Short task
Recast the data below as a Markdown table with the columns "No." and "Entry," one numbered row per line, starting with the line that contains "[indicate] the green tree" and going on through the line that contains "(1247, 275)". Skip blank lines, and leave the pictures out of the answer.
* begin Data shown *
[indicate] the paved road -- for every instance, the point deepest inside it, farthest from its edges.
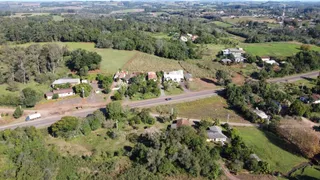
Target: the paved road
(47, 121)
(295, 77)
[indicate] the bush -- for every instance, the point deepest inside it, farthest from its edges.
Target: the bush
(18, 112)
(55, 96)
(67, 127)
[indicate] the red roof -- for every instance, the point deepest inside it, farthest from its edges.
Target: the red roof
(183, 122)
(152, 75)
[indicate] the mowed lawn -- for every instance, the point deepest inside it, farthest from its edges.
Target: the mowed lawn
(214, 107)
(112, 60)
(278, 158)
(143, 62)
(279, 49)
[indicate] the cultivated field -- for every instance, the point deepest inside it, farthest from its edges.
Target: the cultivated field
(112, 60)
(268, 147)
(215, 107)
(280, 49)
(248, 18)
(146, 62)
(222, 24)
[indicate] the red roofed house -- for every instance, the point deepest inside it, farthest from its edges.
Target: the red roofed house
(61, 93)
(152, 76)
(181, 122)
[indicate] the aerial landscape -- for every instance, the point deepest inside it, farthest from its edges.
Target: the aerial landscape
(174, 90)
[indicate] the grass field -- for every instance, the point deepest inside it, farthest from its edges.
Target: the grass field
(310, 172)
(215, 107)
(264, 145)
(222, 24)
(280, 49)
(39, 87)
(146, 62)
(112, 60)
(248, 18)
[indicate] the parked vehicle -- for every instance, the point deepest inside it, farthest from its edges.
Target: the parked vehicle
(33, 116)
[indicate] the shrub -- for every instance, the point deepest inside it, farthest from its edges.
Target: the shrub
(55, 96)
(18, 112)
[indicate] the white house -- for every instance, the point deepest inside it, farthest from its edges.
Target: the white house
(215, 135)
(71, 81)
(61, 93)
(265, 58)
(272, 62)
(261, 114)
(176, 76)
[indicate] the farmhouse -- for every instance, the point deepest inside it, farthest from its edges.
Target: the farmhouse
(61, 93)
(272, 62)
(215, 135)
(176, 76)
(261, 114)
(120, 75)
(233, 51)
(71, 81)
(265, 58)
(181, 122)
(188, 77)
(226, 61)
(152, 76)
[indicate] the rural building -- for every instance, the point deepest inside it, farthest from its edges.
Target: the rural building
(215, 135)
(71, 81)
(254, 156)
(120, 75)
(261, 114)
(188, 77)
(62, 93)
(233, 51)
(176, 76)
(226, 61)
(236, 52)
(265, 58)
(152, 76)
(315, 98)
(181, 122)
(272, 62)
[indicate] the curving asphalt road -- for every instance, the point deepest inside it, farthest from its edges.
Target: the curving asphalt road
(295, 77)
(47, 121)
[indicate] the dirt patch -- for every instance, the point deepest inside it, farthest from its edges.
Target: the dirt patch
(238, 79)
(255, 177)
(199, 84)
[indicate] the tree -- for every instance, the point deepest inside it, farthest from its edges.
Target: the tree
(67, 127)
(29, 97)
(18, 112)
(222, 77)
(83, 89)
(298, 108)
(114, 111)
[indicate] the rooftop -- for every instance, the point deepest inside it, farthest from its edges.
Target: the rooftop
(66, 80)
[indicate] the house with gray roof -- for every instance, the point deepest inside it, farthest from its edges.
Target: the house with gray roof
(215, 135)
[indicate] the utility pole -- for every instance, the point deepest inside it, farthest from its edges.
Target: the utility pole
(82, 92)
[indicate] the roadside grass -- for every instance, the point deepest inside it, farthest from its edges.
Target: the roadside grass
(306, 82)
(112, 60)
(278, 49)
(214, 107)
(57, 18)
(264, 145)
(236, 20)
(173, 91)
(98, 141)
(222, 24)
(145, 62)
(34, 85)
(310, 172)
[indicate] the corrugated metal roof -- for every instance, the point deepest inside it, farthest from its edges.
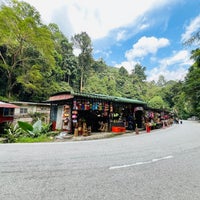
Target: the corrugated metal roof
(7, 105)
(99, 96)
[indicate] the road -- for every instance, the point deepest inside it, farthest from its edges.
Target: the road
(162, 165)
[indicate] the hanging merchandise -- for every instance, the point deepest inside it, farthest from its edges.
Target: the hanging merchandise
(100, 107)
(111, 108)
(74, 105)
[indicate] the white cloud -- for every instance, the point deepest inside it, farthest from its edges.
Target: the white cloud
(97, 17)
(145, 46)
(181, 58)
(120, 35)
(172, 68)
(177, 74)
(191, 28)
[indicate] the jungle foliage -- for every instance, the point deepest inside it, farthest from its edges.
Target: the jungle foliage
(37, 60)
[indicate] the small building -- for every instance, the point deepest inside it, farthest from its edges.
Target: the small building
(26, 111)
(6, 114)
(72, 111)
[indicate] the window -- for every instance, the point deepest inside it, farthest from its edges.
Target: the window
(23, 110)
(8, 112)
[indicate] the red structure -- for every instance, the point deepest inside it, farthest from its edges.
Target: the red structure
(6, 112)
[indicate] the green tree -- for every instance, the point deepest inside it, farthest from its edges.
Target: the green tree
(83, 43)
(192, 86)
(21, 30)
(157, 102)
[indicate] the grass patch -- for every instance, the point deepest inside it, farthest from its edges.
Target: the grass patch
(42, 138)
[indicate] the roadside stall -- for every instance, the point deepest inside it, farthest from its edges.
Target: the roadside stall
(81, 114)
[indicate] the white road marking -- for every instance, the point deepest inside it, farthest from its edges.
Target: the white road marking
(142, 163)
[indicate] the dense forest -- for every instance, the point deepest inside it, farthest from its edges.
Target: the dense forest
(37, 60)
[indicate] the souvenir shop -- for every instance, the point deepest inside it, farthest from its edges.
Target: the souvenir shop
(81, 114)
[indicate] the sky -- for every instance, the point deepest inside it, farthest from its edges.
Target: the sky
(128, 32)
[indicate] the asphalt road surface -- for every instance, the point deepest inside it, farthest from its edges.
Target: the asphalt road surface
(162, 165)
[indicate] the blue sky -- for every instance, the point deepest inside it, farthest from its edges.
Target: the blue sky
(126, 32)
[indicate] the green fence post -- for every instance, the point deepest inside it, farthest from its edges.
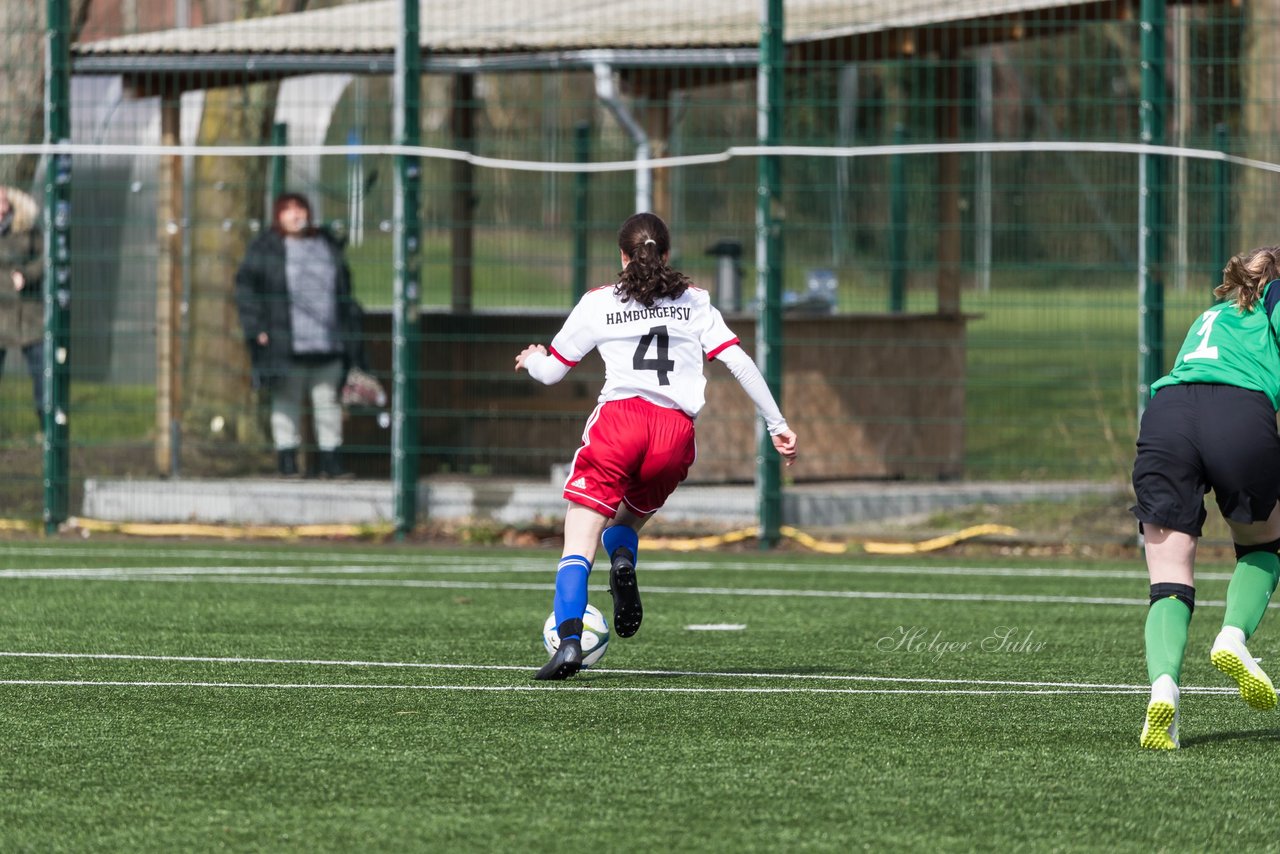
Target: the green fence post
(1151, 245)
(55, 406)
(275, 174)
(581, 154)
(406, 260)
(897, 225)
(768, 254)
(1221, 210)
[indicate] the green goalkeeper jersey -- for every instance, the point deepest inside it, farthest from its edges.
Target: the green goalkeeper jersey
(1232, 347)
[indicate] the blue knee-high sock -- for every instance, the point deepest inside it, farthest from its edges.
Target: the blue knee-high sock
(571, 590)
(621, 535)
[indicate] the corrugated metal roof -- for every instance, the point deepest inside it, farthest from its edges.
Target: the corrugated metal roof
(478, 27)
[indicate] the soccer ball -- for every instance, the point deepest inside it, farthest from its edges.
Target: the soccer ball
(595, 635)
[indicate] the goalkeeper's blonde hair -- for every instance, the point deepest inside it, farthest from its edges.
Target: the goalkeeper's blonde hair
(1247, 275)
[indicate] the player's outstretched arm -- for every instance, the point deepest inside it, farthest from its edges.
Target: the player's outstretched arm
(785, 443)
(535, 360)
(748, 375)
(526, 352)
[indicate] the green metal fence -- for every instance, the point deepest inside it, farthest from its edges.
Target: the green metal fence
(969, 266)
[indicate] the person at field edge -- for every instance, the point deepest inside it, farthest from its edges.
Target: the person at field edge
(1211, 424)
(653, 329)
(300, 323)
(22, 307)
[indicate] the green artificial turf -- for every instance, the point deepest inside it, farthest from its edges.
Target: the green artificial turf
(332, 698)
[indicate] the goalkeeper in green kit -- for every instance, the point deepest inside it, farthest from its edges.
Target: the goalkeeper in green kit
(1211, 425)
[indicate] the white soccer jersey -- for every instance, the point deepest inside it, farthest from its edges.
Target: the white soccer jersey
(656, 354)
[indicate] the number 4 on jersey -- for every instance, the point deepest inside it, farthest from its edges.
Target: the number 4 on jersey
(662, 364)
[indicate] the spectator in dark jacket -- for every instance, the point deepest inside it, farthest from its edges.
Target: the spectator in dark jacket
(293, 293)
(22, 273)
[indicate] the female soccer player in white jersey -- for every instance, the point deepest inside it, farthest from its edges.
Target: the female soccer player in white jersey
(1211, 424)
(653, 329)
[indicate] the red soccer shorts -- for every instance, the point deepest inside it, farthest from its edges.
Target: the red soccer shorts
(632, 451)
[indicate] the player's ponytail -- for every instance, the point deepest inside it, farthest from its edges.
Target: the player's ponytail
(1246, 277)
(647, 242)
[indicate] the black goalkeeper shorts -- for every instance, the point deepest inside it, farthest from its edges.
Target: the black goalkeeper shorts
(1197, 437)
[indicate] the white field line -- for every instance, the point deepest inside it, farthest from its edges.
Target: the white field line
(220, 578)
(574, 686)
(498, 563)
(691, 674)
(458, 567)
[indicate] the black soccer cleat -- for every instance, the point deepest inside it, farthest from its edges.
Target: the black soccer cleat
(627, 611)
(566, 661)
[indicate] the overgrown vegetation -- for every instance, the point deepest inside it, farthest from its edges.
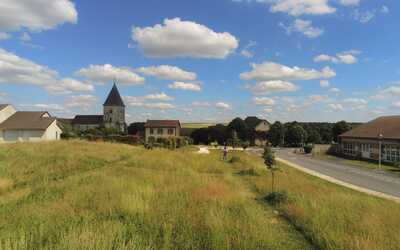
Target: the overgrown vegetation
(82, 195)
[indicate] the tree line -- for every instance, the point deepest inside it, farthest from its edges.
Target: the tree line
(293, 134)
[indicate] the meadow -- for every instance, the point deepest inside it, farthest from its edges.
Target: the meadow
(81, 195)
* end Data shown *
Solution to this task
| No. | Entry |
|---|---|
| 1 | [indicate] the green tree -- for every instance, the point deepest inside it, farthest from its edges. |
| 2 | Target: the green tree |
| 3 | (83, 43) |
| 4 | (192, 86) |
| 5 | (21, 30) |
| 6 | (157, 102) |
| 7 | [indicate] the grass patch -- for every instance, the point deepest inside it, farthest from its edges. |
| 8 | Target: the grass patch |
| 9 | (42, 138) |
| 10 | [indicate] the roadside stall -- for every instance, the point deepest inside it, farthest from its edges. |
| 11 | Target: the roadside stall |
| 12 | (81, 114) |
| 13 | [indicate] the white road marking -- for every instance, the point deepest inside it, farthest from its edges. |
| 14 | Target: the white road marking |
| 15 | (142, 163) |
| 16 | [indicate] the dense forest -- for every instance, the point deepest inside it, farthest from its edges. |
| 17 | Target: the dense forest |
| 18 | (37, 60) |
| 19 | [indicate] the souvenir shop -- for every instance, the point deepest inside it, farthest from its edges. |
| 20 | Target: the souvenir shop |
| 21 | (81, 114) |
| 22 | [indicate] the sky -- for every instance, the point deepest inside it, farthest from its edges. |
| 23 | Target: the sky |
| 24 | (128, 32) |
| 25 | [indicate] the asphalt road surface -- for every instance, the point deepest inside it, farthest from its edges. |
| 26 | Target: the asphalt road surface |
| 27 | (162, 165) |
| 28 | [indicate] the blue sky -- for every instance, the point deepest inside it, farthest from its edges. |
| 29 | Target: the blue sky |
| 30 | (126, 32) |
| 31 | [indicate] the green fence post -- for every instance, the point deepest inside it, farthest from its edges. |
| 32 | Target: the green fence post |
| 33 | (1151, 245) |
| 34 | (55, 406) |
| 35 | (275, 174) |
| 36 | (581, 154) |
| 37 | (406, 260) |
| 38 | (897, 225) |
| 39 | (768, 254) |
| 40 | (1221, 210) |
| 41 | [indicate] the green goalkeeper jersey -- for every instance, the point deepest inside it, farthest from its edges. |
| 42 | Target: the green goalkeeper jersey |
| 43 | (1232, 347) |
| 44 | [indicate] the blue knee-high sock -- for every instance, the point deepest inside it, farthest from its edges. |
| 45 | Target: the blue knee-high sock |
| 46 | (571, 590) |
| 47 | (621, 535) |
| 48 | [indicate] the corrugated metal roof -- for every instance, the point deepest inside it, farthest from its edges. |
| 49 | Target: the corrugated metal roof |
| 50 | (478, 27) |
| 51 | [indicate] the soccer ball -- for every instance, the point deepest inside it, farthest from its edges. |
| 52 | Target: the soccer ball |
| 53 | (595, 635) |
| 54 | [indicate] the goalkeeper's blonde hair -- for every instance, the point deepest inside it, farthest from its edges. |
| 55 | Target: the goalkeeper's blonde hair |
| 56 | (1247, 275) |